— start of Entries provided —

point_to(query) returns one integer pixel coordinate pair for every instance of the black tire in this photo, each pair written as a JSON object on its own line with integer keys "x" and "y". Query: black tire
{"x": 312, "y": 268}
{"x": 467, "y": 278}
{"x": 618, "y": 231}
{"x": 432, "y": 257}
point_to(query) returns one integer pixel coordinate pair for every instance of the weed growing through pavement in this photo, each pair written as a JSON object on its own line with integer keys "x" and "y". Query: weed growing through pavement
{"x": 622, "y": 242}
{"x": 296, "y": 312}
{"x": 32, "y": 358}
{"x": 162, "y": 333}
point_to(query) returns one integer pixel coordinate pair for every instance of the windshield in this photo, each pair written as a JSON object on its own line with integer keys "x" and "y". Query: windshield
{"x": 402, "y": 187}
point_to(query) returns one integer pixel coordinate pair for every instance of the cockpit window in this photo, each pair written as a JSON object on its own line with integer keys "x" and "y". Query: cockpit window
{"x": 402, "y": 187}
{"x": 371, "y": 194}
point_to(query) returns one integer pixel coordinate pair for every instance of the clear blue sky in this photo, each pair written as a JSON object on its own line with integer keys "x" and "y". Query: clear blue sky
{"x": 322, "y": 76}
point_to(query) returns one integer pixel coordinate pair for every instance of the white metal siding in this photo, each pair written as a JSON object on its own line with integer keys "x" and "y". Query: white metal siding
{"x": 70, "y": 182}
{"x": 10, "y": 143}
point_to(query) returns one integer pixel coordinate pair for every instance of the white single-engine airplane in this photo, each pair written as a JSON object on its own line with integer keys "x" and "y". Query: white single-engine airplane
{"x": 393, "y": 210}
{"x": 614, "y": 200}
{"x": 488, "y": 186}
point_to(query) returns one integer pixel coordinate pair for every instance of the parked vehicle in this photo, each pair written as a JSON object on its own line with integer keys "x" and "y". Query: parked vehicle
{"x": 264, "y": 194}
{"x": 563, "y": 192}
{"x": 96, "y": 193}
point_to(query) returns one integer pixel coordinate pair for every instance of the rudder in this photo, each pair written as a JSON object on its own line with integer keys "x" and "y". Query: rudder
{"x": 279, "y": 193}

— end of Entries provided —

— Task directions —
Put the records, from the line containing "Query: white single-engine airplane" through the end of the records (both ends included), into a two-column CSV with the columns "text" and "answer". Give one row per record, with each value in a single quoted field and its line breaks replaced by spaces.

— Answer to the problem —
text,answer
"point_to(query) returns one integer pixel coordinate pair for every instance of the white single-engine airplane in this photo, each pair written as a JSON object on its own line with integer keys ""x"" and ""y"". Query: white single-engine airplane","{""x"": 393, ""y"": 210} {""x"": 614, ""y"": 200} {""x"": 488, ""y"": 186}"
"point_to(query) returns one integer pixel coordinate pair for every instance of the parked vehicle in this photo, each pair written as a JSON object on its own line with integer keys ""x"" and ""y"". Query: parked vehicle","{""x"": 264, ""y"": 194} {""x"": 563, ""y"": 192} {""x"": 96, ""y"": 193}"
"point_to(query) returns one integer pixel coordinate pair for every instance of the rudder in this photo, each pair written as a JSON object on its own line with integer keys ""x"" and ""y"". Query: rudder","{""x"": 279, ""y"": 193}"